── Text provided ──

REGIONAL — With a slowdown in construction during the COVID-19 pandemic, the Zone 7 Water Agency Board voted to block a scheduled increase in water connection fees in 2021.
At its Oct. 21 virtual meeting, the board decided unanimously that it won’t be raising the water connection fee by 1.7%, as it had forecast last year. The agency sets a schedule for future raises, based on an analysis of projected water demand every three to five years.
The board’s vote adopted its Finance Committee recommendation to freeze the rates. Board Vice President Angela Ramirez-Holmes said she brought up the fee freeze at the committee meeting.
“I see our community struggling in terms of development and housing,” Ramirez-Holmes said. “Also, our projects here at Zone 7 are down as well. In the past, our increases have been 3% or 4%. Now it’s time to show support for our community.”
Another study on rate-setting in 2022 will give fresh information about future needs, continued Ramirez-Holmes.
General Manager Valerie Pryor agreed that 1.7% won't make a significant impact on the various payments to which the agency is obligated.
“When we do the fee study in 2022, we’ll have more information,” she said.
Board President Olivia Sanwong said she supported Ramirez-Holmes’ view that an increase in rates during a difficult economic time should not be approved.
The current, one-time only connection fee is $29,440 per unit to be paid by developers in Alameda County. Developers pay $28,250 per unit in Dougherty Valley, which is in Contra Costa County.
The discrepancy exists because in the early years of the 21st century, Dublin San Ramon Services District (DSRSD) asked Zone 7 to wheel developer-paid water to Dougherty Valley. DSRSD wanted to sell more water so it could lower the per-acre foot cost of its water treatment expansion, according to former DSRSD general manager Bob Beebe.

───
── Source information ──

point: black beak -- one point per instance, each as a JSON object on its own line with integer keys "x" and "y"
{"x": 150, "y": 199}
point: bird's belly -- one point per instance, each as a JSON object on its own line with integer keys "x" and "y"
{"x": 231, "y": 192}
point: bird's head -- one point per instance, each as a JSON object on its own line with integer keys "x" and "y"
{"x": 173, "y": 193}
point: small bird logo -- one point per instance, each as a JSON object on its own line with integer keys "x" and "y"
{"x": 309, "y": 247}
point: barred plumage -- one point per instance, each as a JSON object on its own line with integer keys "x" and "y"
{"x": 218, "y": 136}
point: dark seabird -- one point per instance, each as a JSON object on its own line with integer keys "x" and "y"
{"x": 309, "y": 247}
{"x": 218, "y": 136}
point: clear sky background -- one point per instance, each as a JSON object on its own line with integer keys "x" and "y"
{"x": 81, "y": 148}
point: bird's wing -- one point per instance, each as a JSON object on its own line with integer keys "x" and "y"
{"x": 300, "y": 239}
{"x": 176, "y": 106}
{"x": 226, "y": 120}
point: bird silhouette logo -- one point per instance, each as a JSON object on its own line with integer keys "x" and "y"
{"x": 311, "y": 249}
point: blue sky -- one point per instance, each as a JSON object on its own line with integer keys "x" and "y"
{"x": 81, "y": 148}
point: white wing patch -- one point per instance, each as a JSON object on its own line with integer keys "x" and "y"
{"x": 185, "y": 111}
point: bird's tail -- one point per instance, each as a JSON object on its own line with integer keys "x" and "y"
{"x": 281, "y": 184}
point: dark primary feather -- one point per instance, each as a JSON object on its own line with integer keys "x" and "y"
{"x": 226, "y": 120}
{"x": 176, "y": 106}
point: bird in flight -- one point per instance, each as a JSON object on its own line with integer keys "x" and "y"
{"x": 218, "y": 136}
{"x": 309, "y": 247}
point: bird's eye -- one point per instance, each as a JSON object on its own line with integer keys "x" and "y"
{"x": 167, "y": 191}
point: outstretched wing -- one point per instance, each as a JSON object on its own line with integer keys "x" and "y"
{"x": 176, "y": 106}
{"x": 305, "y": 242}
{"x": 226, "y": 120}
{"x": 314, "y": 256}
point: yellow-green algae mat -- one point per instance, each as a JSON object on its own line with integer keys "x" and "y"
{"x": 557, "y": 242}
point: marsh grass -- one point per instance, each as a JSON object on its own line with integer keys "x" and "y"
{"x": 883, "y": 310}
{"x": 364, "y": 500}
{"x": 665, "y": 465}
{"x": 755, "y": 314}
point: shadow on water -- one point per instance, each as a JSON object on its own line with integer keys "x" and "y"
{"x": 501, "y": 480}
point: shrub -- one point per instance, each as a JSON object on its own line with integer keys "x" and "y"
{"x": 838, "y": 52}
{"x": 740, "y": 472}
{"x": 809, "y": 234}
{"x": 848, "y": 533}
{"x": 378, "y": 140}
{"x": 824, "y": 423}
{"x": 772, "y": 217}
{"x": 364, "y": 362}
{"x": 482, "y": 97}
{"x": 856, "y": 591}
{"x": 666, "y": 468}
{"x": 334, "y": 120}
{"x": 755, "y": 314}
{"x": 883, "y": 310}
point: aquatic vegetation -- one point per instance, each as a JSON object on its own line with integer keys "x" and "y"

───

> Directions
In the article on the Zone 7 Water Agency fee freeze, what is the current one-time connection fee per unit for developers in Alameda County?

> Solution to this exercise
$29,440 per unit.